Data shown:
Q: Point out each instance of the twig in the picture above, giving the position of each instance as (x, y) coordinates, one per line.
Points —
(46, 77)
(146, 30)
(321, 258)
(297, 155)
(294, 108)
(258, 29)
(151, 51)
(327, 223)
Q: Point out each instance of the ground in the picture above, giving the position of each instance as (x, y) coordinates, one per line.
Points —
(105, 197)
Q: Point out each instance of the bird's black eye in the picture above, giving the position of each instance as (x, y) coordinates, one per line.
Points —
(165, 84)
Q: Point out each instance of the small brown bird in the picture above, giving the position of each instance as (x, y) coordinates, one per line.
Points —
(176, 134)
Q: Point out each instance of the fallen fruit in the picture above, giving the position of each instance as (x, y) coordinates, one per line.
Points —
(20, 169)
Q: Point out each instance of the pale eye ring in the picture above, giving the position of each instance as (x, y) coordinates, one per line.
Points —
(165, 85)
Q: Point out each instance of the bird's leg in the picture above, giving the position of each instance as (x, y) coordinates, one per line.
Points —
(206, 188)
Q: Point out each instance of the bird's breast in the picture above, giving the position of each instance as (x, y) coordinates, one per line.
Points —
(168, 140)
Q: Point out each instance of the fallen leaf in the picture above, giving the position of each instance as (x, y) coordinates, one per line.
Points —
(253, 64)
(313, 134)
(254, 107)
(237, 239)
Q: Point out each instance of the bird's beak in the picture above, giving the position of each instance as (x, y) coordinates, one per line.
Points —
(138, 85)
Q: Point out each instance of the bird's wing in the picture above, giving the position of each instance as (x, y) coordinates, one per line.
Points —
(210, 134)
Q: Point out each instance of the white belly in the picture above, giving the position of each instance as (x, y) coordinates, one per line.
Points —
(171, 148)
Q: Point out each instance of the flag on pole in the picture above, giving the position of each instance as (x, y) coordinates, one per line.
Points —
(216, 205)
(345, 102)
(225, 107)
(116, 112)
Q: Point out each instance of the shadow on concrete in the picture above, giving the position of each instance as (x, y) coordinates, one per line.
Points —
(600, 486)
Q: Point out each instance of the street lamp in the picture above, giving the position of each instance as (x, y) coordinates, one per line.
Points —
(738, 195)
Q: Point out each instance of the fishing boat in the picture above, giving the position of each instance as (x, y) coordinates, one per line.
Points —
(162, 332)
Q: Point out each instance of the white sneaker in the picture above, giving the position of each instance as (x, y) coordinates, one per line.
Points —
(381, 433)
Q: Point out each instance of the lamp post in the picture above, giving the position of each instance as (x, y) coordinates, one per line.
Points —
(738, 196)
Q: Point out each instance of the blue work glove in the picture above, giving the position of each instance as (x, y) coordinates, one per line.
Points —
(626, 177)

---

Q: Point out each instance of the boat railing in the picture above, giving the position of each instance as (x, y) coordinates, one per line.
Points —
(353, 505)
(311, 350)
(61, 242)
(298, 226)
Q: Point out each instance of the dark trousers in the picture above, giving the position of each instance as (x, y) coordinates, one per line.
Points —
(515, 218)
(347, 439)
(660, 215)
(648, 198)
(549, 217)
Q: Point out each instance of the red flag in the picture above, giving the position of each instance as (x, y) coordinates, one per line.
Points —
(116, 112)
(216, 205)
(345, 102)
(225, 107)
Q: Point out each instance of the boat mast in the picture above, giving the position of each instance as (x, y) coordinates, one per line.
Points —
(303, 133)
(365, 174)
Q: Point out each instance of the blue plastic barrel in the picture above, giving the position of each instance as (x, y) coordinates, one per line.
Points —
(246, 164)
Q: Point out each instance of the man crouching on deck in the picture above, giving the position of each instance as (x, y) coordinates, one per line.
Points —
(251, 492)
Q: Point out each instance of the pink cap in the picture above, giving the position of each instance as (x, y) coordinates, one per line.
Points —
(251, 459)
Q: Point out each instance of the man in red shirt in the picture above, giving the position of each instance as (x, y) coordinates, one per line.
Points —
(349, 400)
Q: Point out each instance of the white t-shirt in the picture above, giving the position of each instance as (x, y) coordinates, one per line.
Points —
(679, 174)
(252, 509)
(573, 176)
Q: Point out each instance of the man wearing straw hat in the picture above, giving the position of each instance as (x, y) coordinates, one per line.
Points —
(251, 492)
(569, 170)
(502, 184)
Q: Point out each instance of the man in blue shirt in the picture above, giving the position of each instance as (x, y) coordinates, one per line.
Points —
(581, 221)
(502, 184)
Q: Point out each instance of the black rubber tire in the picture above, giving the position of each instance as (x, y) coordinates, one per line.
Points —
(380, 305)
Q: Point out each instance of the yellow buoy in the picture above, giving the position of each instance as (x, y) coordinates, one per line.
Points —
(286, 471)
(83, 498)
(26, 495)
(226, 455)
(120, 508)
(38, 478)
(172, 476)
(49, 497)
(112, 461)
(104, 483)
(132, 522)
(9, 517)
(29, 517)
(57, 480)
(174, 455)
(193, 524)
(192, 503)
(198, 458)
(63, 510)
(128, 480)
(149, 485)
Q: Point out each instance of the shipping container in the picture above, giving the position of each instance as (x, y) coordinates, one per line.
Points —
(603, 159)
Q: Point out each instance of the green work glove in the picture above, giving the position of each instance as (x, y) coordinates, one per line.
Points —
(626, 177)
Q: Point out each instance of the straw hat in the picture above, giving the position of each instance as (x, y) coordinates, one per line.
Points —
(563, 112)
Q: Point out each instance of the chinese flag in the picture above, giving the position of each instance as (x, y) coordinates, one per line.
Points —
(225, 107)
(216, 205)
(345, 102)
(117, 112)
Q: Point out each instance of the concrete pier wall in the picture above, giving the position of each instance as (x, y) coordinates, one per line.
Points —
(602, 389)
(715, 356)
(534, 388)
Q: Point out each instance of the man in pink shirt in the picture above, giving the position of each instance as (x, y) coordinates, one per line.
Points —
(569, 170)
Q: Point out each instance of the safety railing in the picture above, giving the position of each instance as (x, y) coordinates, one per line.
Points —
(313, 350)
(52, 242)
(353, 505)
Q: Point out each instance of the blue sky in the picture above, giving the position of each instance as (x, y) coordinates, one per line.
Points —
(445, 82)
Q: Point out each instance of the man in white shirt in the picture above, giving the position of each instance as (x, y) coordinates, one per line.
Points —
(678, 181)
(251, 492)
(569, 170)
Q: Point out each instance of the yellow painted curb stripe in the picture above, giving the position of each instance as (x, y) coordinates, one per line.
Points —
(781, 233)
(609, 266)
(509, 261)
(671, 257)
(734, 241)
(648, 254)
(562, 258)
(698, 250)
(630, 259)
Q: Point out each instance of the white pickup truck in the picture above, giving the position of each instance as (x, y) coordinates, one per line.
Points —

...

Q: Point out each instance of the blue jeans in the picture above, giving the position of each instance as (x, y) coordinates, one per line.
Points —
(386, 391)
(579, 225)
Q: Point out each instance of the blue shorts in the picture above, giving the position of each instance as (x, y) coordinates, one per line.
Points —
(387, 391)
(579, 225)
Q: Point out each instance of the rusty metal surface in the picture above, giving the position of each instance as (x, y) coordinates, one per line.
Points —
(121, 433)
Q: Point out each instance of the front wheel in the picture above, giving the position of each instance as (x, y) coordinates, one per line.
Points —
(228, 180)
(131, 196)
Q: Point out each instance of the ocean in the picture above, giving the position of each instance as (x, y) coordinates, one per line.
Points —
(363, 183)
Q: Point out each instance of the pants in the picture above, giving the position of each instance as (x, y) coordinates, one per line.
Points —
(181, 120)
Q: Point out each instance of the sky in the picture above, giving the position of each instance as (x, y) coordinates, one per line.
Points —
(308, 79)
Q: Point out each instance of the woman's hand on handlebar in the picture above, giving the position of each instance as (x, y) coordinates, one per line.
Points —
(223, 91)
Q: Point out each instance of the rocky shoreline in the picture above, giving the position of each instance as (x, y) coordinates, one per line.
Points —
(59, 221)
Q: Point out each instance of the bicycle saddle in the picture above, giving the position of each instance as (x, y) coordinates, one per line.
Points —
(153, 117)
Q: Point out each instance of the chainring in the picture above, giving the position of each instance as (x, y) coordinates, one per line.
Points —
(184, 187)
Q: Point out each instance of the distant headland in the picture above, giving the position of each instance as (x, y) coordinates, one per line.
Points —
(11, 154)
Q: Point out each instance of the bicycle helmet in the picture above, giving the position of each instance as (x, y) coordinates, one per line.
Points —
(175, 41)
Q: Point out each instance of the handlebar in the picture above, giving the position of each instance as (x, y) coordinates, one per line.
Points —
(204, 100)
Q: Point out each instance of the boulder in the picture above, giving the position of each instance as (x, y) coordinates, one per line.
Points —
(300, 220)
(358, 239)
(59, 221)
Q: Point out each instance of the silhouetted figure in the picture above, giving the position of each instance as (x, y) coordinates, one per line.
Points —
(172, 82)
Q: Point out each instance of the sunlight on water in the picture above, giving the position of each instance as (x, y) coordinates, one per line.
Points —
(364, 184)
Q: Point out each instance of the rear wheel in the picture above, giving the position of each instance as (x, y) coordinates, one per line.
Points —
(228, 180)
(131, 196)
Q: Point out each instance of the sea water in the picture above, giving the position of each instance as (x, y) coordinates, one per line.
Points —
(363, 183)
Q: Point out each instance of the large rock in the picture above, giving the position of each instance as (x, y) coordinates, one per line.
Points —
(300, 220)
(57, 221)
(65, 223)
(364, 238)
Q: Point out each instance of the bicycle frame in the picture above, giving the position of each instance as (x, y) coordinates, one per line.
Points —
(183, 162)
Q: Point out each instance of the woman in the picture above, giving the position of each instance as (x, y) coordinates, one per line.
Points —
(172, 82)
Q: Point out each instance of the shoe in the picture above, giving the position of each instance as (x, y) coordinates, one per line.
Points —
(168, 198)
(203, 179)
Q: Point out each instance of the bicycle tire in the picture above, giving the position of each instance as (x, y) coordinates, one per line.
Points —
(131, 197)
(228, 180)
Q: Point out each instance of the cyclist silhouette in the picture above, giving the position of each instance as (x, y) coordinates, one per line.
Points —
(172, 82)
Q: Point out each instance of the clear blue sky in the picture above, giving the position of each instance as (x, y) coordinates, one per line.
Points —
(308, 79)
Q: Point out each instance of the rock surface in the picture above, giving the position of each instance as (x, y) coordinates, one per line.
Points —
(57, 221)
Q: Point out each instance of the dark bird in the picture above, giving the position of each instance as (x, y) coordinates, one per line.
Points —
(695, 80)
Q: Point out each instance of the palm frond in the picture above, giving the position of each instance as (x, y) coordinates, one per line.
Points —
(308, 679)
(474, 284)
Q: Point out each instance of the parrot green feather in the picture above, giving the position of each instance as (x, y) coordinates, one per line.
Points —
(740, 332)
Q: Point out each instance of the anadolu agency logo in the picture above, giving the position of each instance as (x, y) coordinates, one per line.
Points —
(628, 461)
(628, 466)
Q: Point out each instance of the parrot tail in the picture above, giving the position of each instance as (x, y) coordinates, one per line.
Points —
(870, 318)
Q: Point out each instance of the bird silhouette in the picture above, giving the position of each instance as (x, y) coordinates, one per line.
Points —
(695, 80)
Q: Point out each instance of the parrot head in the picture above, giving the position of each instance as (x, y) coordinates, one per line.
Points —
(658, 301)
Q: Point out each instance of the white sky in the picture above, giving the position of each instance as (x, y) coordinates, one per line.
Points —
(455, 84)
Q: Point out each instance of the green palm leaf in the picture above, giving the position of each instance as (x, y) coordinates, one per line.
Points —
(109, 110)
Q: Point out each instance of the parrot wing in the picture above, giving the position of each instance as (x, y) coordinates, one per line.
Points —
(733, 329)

Work required:
Take from the listing every line in which the word "water" appears.

Finished exercise:
Q: Point out each instance of the sunlight on water in the picture above, giving the position of each instance as (x, y) coordinates, one per line.
Q: Point out each instance of the sea water in the picture above, giving the position of each instance as (x, y) coordinates, one per line.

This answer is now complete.